From the entries below, pull out every line that contains the word "green" and copy each one in full.

··· TASK MATERIAL

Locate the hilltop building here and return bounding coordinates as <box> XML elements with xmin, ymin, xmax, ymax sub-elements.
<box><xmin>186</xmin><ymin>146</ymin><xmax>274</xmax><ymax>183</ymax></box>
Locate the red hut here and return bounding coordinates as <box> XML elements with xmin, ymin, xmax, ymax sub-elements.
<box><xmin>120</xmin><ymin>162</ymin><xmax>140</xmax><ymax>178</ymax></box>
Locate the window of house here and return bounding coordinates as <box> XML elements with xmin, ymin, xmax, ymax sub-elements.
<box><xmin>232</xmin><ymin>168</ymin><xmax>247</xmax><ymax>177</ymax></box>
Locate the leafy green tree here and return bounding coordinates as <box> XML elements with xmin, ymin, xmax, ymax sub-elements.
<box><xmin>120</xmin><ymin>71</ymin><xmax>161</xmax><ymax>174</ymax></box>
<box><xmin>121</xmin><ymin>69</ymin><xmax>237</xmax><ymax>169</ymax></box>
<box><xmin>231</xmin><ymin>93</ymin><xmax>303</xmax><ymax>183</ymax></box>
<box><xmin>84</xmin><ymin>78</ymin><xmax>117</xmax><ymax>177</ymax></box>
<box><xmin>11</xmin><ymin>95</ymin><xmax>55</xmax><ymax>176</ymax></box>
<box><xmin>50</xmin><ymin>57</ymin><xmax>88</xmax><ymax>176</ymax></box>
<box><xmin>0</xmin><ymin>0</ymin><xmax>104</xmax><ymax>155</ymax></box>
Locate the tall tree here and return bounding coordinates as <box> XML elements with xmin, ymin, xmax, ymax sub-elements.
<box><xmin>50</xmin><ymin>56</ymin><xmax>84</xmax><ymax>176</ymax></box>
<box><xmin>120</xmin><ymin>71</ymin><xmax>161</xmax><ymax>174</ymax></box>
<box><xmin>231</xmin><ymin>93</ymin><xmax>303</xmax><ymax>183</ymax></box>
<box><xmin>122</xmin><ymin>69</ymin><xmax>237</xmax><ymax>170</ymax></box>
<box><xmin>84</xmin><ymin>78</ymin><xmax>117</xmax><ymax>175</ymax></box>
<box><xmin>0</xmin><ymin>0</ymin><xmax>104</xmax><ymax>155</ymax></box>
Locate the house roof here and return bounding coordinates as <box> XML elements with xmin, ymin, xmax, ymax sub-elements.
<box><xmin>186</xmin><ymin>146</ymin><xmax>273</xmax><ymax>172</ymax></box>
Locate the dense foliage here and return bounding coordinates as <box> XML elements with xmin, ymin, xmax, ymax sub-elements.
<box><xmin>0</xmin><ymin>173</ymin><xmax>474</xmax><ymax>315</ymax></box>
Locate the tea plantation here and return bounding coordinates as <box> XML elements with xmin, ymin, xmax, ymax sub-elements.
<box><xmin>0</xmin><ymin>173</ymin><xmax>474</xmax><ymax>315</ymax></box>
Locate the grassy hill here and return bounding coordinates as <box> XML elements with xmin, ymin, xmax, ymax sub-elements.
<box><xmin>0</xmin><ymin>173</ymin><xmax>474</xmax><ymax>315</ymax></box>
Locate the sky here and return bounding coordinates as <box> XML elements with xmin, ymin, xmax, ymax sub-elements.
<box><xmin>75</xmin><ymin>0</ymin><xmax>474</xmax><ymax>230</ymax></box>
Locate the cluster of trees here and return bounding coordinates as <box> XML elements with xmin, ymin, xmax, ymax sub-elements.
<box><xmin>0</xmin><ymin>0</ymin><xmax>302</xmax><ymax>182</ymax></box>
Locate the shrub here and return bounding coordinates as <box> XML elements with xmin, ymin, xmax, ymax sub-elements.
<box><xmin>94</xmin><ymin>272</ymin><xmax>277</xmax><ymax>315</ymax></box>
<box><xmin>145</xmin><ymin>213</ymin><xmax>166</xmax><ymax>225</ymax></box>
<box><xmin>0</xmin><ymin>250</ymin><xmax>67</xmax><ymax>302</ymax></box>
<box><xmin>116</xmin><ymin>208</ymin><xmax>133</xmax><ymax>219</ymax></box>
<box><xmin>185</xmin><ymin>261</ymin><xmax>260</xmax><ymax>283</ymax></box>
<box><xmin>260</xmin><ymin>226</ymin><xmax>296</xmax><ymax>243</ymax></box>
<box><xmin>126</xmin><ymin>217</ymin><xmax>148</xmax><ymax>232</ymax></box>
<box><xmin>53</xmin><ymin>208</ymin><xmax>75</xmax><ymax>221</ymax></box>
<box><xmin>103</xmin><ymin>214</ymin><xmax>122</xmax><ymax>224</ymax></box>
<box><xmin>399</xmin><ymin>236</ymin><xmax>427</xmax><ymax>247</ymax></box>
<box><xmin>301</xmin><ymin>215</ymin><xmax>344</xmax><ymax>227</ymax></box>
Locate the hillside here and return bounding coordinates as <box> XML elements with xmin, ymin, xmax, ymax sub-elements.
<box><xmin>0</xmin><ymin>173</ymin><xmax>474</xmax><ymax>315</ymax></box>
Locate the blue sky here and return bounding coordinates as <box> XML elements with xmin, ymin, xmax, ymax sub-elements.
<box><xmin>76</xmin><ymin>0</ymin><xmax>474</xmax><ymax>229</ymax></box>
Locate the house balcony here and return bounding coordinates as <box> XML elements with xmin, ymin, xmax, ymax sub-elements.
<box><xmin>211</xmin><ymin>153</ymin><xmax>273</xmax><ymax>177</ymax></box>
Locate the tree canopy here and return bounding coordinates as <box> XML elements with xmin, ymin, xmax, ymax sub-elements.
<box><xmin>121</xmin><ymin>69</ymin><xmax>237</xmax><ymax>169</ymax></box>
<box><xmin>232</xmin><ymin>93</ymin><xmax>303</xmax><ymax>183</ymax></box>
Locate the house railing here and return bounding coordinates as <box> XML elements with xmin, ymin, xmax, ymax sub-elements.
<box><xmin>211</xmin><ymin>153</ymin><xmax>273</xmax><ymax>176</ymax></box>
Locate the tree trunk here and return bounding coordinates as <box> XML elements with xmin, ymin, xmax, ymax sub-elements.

······

WRITTEN SOLUTION:
Locate the leafy green tree here and return bounding coordinates as <box> XML elements with xmin, ymin, xmax, ymax sub-elements.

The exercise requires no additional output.